* **Given instruction**:
Extract every line of the records below and reproduce each one verbatim.

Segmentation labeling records
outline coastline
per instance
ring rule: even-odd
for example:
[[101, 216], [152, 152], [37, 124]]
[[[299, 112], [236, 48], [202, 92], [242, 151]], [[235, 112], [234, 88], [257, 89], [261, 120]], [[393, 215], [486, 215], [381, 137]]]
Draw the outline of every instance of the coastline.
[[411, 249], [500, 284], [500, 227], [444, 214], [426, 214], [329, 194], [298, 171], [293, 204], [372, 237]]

* **Complete response**:
outline coastline
per instance
ring rule: even-odd
for example:
[[101, 216], [152, 152], [37, 124]]
[[[299, 112], [236, 48], [202, 92], [242, 151]], [[235, 112], [234, 88], [257, 89], [261, 120]], [[393, 215], [486, 215], [381, 137]]]
Draw the outline of every instance of the coastline.
[[411, 249], [500, 284], [500, 227], [444, 214], [426, 214], [329, 194], [298, 171], [293, 204], [372, 237]]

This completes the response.